── Document passage

Inside Mac OS X 10.4.2
The true theme of Mac OS X 10.4.2 —released by Apple in mid-July—is simple: it fixes bugs. Customers found bugs that testers and developers did not, and this update fixes a bunch of them. Mac OS X 10.4.2 was not released just to support new hardware, or to add intriguing new capabilities to the operating system, or to pave the way for mutant iPods that work with iTunes to control your garage door while purifying the air. It fixes bugs, with some of the fixes more clearly documented than others.
The release of Mac OS X 10.4.2 marks the beginning, in earnest, of the Tiger update cycle. Because the development cycle for Mac OS X 10.4.1 started before 10.4 DVDs ever reached retail customers, 10.4.2 is the first Tiger update to address usability issues reported by non-simulated customers. The big themes seem to be networking and minor annoyances, with a secondary focus on iChat and Mail, which always seem to have problems in the first release of a major Mac OS X version.
It’s those changes—along with improvements to Tiger’s disk repair tools—that we’ll focus on during this inside look at Mac OS X 10.4.2. The update also includes fixes and changes to the Library, System Library, Core Services, and Unix folders, which are examined in greater depth in the July 31 issue of MWJ (as is the Mac OS X Server 10.4.2 update). Here are just a few of the highlights:
iChat AV The 10.4.2 update revises iChat AV, an application that seems to attract problems that survive both testing and seeding. Our testing of iChat in pre-release versions of both Panther and Tiger showed it as one of the last components to feel really solid during extensive daily use, and the videoconferencing support is still fragile for us. It is difficult to verify if the problems are in iChat, the network connection, the AIM software on the other end, the cameras, in one party’s configuration, or perhaps in the relative humidity inside a router somewhere.

────

* Stated task A *
Rewrite every line of the records below, including the command lines, and multiply each polygon coordinate in the answers by 1.4, rounding to whole numbers with halves rounded up. Omit the pictures.

── Records supplied

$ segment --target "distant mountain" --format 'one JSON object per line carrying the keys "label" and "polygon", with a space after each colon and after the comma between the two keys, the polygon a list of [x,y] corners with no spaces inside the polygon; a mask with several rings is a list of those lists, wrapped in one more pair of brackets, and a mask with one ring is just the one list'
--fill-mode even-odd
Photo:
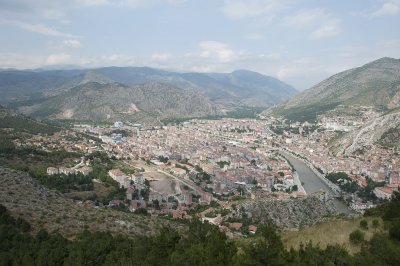
{"label": "distant mountain", "polygon": [[[89,76],[89,77],[88,77]],[[104,67],[92,70],[0,71],[0,103],[72,88],[88,81],[124,85],[163,83],[201,92],[227,107],[267,107],[292,97],[297,91],[275,78],[247,70],[232,73],[178,73],[148,67]]]}
{"label": "distant mountain", "polygon": [[22,104],[19,111],[35,117],[155,122],[169,118],[221,114],[206,96],[190,89],[160,83],[126,86],[88,82],[55,95]]}
{"label": "distant mountain", "polygon": [[339,107],[369,106],[387,111],[400,106],[400,60],[381,58],[336,74],[267,113],[312,120]]}
{"label": "distant mountain", "polygon": [[366,152],[374,144],[400,149],[400,110],[394,110],[348,132],[331,143],[334,154]]}
{"label": "distant mountain", "polygon": [[26,117],[0,105],[0,147],[2,141],[19,134],[53,134],[60,128]]}
{"label": "distant mountain", "polygon": [[232,73],[177,73],[147,67],[109,67],[96,71],[127,85],[162,82],[192,88],[213,101],[233,105],[271,106],[297,93],[292,86],[278,79],[248,70]]}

────

* Stated task B *
Which folders does the Mac OS X 10.4.2 article say the update fixes and changes?

* Correct response A *
$ segment --target "distant mountain" --format 'one JSON object per line carrying the keys "label" and "polygon", with a space after each colon and after the comma between the two keys, the polygon a list of [x,y] corners with no spaces inside the polygon; a mask with several rings is a list of those lists, wrapped in one more pair of brackets, and a mask with one ring is just the one list'
--fill-mode even-odd
Photo:
{"label": "distant mountain", "polygon": [[[125,106],[125,108],[123,108]],[[146,94],[129,98],[0,99],[0,144],[101,123],[123,113],[174,119],[228,116],[281,129],[318,150],[374,150],[409,136],[416,127],[385,109],[346,98],[325,102],[249,102],[207,94]]]}
{"label": "distant mountain", "polygon": [[31,146],[27,155],[49,164],[217,171],[237,165],[309,160],[288,134],[266,125],[224,116],[176,120],[123,115],[77,133]]}
{"label": "distant mountain", "polygon": [[475,150],[517,148],[542,155],[560,148],[560,84],[533,81],[470,104],[374,158],[437,168]]}
{"label": "distant mountain", "polygon": [[512,213],[524,202],[560,209],[560,154],[552,154],[487,185],[463,200],[468,216]]}
{"label": "distant mountain", "polygon": [[36,164],[0,147],[0,206],[3,197],[27,188],[74,188],[84,179]]}
{"label": "distant mountain", "polygon": [[325,102],[248,102],[206,94],[153,94],[134,99],[178,119],[227,115],[269,123],[298,141],[326,147],[379,148],[416,130],[409,120],[389,111],[347,98]]}

* Correct response B *
Library, System Library, Core Services, Unix